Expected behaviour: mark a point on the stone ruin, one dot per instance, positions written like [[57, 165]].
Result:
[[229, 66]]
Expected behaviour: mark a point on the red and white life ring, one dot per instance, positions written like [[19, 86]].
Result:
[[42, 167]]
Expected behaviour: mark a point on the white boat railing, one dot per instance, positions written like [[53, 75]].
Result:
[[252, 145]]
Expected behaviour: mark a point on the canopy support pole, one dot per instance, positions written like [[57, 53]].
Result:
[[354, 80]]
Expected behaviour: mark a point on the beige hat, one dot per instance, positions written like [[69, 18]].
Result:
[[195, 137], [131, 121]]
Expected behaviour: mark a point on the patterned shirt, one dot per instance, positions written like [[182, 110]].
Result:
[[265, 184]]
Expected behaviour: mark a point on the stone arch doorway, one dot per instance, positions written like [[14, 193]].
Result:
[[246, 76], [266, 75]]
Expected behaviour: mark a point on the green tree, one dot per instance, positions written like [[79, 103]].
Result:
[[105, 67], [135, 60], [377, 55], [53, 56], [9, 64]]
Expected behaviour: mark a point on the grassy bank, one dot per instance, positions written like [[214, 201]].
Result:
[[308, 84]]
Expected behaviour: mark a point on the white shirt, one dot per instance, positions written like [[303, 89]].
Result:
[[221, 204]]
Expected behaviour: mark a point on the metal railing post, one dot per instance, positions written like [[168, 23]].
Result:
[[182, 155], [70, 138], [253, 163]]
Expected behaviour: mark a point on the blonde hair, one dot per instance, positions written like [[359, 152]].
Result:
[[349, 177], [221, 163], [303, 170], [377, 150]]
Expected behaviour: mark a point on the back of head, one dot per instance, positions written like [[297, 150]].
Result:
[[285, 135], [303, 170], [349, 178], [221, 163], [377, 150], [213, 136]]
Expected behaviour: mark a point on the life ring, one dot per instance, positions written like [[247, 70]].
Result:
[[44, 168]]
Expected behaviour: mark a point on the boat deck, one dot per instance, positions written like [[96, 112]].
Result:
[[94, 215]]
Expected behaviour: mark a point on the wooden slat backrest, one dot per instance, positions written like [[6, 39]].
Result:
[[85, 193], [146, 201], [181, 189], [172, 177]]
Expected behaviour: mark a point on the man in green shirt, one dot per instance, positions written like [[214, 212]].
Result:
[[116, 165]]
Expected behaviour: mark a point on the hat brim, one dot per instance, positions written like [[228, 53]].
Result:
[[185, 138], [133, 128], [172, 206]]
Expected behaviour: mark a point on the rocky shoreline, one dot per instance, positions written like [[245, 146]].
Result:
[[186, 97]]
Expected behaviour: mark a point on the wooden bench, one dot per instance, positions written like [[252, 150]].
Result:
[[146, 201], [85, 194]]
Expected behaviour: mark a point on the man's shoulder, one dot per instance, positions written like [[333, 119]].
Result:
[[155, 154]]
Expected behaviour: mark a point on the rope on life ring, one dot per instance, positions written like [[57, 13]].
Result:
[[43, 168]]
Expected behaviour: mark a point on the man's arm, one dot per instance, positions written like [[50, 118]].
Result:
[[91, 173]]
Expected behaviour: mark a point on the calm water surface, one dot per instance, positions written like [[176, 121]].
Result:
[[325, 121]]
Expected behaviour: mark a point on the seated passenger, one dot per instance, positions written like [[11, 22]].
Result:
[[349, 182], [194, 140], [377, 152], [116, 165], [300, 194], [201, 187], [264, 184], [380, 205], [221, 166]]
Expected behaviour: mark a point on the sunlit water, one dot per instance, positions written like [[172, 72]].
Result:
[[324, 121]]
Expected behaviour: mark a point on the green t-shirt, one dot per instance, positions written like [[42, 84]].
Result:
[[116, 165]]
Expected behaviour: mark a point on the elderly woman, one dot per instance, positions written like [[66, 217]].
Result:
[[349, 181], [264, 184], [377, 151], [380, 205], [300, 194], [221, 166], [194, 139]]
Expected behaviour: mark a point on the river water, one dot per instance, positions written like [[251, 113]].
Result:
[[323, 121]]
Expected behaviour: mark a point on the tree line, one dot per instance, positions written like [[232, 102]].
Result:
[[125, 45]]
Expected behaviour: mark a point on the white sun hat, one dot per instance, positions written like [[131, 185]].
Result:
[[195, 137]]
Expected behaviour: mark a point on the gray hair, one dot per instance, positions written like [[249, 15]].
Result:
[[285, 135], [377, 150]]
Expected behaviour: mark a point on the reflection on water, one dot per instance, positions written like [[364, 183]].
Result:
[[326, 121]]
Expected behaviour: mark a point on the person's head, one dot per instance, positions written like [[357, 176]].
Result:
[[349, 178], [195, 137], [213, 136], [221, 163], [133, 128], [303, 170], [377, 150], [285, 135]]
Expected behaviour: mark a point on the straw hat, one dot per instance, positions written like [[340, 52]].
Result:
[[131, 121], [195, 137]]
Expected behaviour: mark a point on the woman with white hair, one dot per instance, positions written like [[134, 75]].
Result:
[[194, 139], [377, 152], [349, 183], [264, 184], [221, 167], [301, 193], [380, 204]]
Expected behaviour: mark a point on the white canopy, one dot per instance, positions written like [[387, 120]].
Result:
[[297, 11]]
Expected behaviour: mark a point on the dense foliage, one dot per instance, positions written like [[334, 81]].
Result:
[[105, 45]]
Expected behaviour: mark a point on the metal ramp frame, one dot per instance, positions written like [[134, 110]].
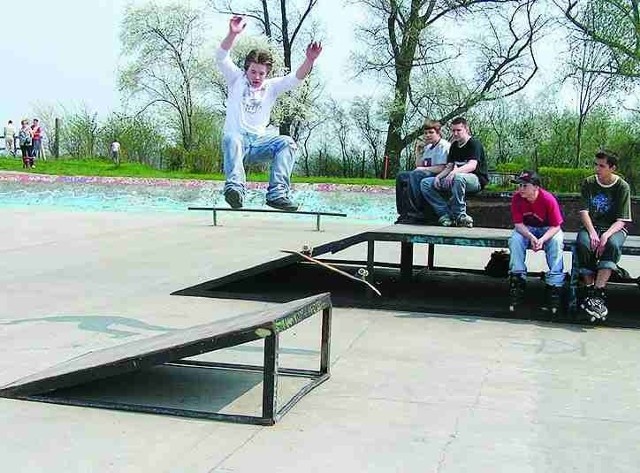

★ ★ ★

■ **What this task involves**
Transcribe the material above in full. No picture is to be copied.

■ **Exercise response**
Expected behaviour: mark a point on the stone ruin, one dot per instance, positions written like [[57, 165]].
Result:
[[229, 66]]
Expected behaviour: mark a point on the red and white life ring, one dot per instance, positions written like [[19, 86]].
Result:
[[42, 167]]
Expected behaviour: mark a point on the white boat railing, one dot per instance, positions written like [[53, 75]].
Result:
[[252, 145]]
Expected behaviour: mark a point on the canopy support pole, one dot per instance, positions written like [[57, 53]].
Result:
[[354, 80]]
Expected behaviour: mark a point on the beige hat, one dot per instance, positions written like [[69, 18]].
Result:
[[195, 137], [131, 121]]
Expected behaviour: mark a point on the patterned shirt, one dot per instance, positions written like [[182, 110]].
Result:
[[265, 184]]
Expected behaviour: mark a point on the stone arch doorway, one dot per instance, positions written like [[14, 193]].
Result:
[[246, 76], [266, 75]]
Expected behaviour: mark a point on the green tree, one dot per instance, positions written like [[79, 103]].
Result:
[[105, 67], [135, 60], [377, 55], [53, 56], [9, 64]]
Expected behaviour: mark a point on the grassy bank, one dot per instance, positions written like [[214, 201]].
Result:
[[308, 84]]
Expected behaviour: mark a point on the white shirt, one dot per instance, positions written like [[303, 89]].
Result:
[[221, 204]]
Expected behaviour: mark a point on the metal railing post, one dot per instance, positions written like [[168, 23]].
Result:
[[182, 155], [70, 138], [253, 163]]
Expected behaviour: mark a point on the blonde hair, one dot per instance, positions written like [[359, 152]].
Result:
[[349, 177], [221, 163], [303, 170], [377, 150]]
Expected behaviour: mark a point on the back of head, one dot per instance, positions written like [[297, 150]].
Result:
[[285, 135], [303, 170], [349, 178], [221, 163], [377, 150], [213, 136]]
Expected behaviour: mark a point on the life ring, one dot per instance, positions written like [[247, 70]].
Result:
[[44, 168]]
Expected behaviour: mark a point on the boat deck, one dot per instance, positions written like [[96, 112]].
Result:
[[94, 215]]
Expected behaviour: mark a point on the wooden slat backrest, one dot per instance, positions written like [[6, 39]].
Result:
[[85, 193], [146, 201], [181, 189], [172, 177]]
Expected behaviour: mark a point on the man in green shirt, one dot per instance, positions written like [[214, 212]].
Result:
[[116, 165]]
Expected behaviour: mark a point on the hat brim, one dot per instance, positions written like [[228, 53]].
Result:
[[185, 138], [133, 128], [172, 206]]
Expected behaviour: mark a point on the rocky shoreline, one dot per instance, positions written like [[245, 146]].
Result:
[[186, 97]]
Expected behaviour: mark a point on the wooden bench, one dot per instance, positions written like [[252, 150]].
Result:
[[146, 201], [85, 194]]
Expected behaviour: mark a point on the man's shoulder, one dot per instance, positions written like [[333, 119]].
Result:
[[155, 154]]
Expected behaviour: mark a point on the rope on life ring, one dot per instance, positions written like [[57, 13]].
Result:
[[43, 168]]
Expected behaviour: mark a point on the man's arm, one dot per instance, positions written like [[50, 118]].
Result:
[[91, 173]]
Expected behaviour: mark a point on the calm water surface, one dot per instance, positions written like [[176, 121]].
Result:
[[325, 121]]
Expected behaviour: mark a point on the seated passenger, one dot per instance, positions written like [[11, 22]].
Result:
[[349, 182], [194, 140], [377, 152], [116, 165], [300, 194], [201, 187], [264, 184], [380, 205], [221, 166]]
Expected behaviour: mark a point on the sunlit water, one dot per instance, positions written like [[172, 72]].
Result:
[[324, 121]]
Expected behaviour: mark a point on the green t-shirt, one dot per instance, positions written like [[42, 84]].
Result:
[[116, 165]]
Expected behaviour: mark a point on the elderly woman, one dot per instance, positions written like [[66, 217]].
Result:
[[349, 181], [264, 184], [377, 151], [380, 205], [300, 194], [221, 166], [194, 139]]
Expected behaviour: mark a point on the river water, one dot per instance, positions written like [[251, 113]].
Result:
[[323, 121]]
Expected behaviour: mark a point on the tree line, one dot per instance, positions written like [[232, 102]].
Result:
[[125, 45]]
Expected behaviour: mark a point on the white sun hat, one dot per instance, positions written like [[131, 185]].
Result:
[[195, 137]]
Expected behaviour: mark a point on the gray hair, one dot per instance, positions written like [[249, 15]].
Result:
[[285, 135], [377, 150]]
Expected behaviour: mark a point on the reflection on water, one dot per instance, positions written like [[364, 183]].
Result:
[[326, 121]]
Expected behaviour: mark a point on the person's head, one dot per instance, positions written like [[357, 176]].
Result:
[[349, 178], [195, 137], [213, 136], [221, 163], [133, 128], [303, 170], [377, 150], [285, 135]]
Expected behaviour: mark a point on the straw hat, one dot per instance, positions written like [[340, 52]].
Result:
[[131, 121], [195, 137]]
Expected behaviour: mark a point on the woman with white hair, one dot per instance, positions written like [[134, 75]].
Result:
[[194, 139], [377, 152], [349, 183], [264, 184], [221, 167], [301, 193], [380, 204]]
Expected behaviour: mark a point on the white canopy, one dot per instance, positions written like [[387, 120]].
Result:
[[297, 11]]
Expected behaviour: mark a point on the dense foliage, one dot per instance, positions written like [[334, 81]].
Result:
[[105, 45]]
Expected behaviour: mark a point on the metal ramp frame, one dot per instance, positions written like [[134, 110]].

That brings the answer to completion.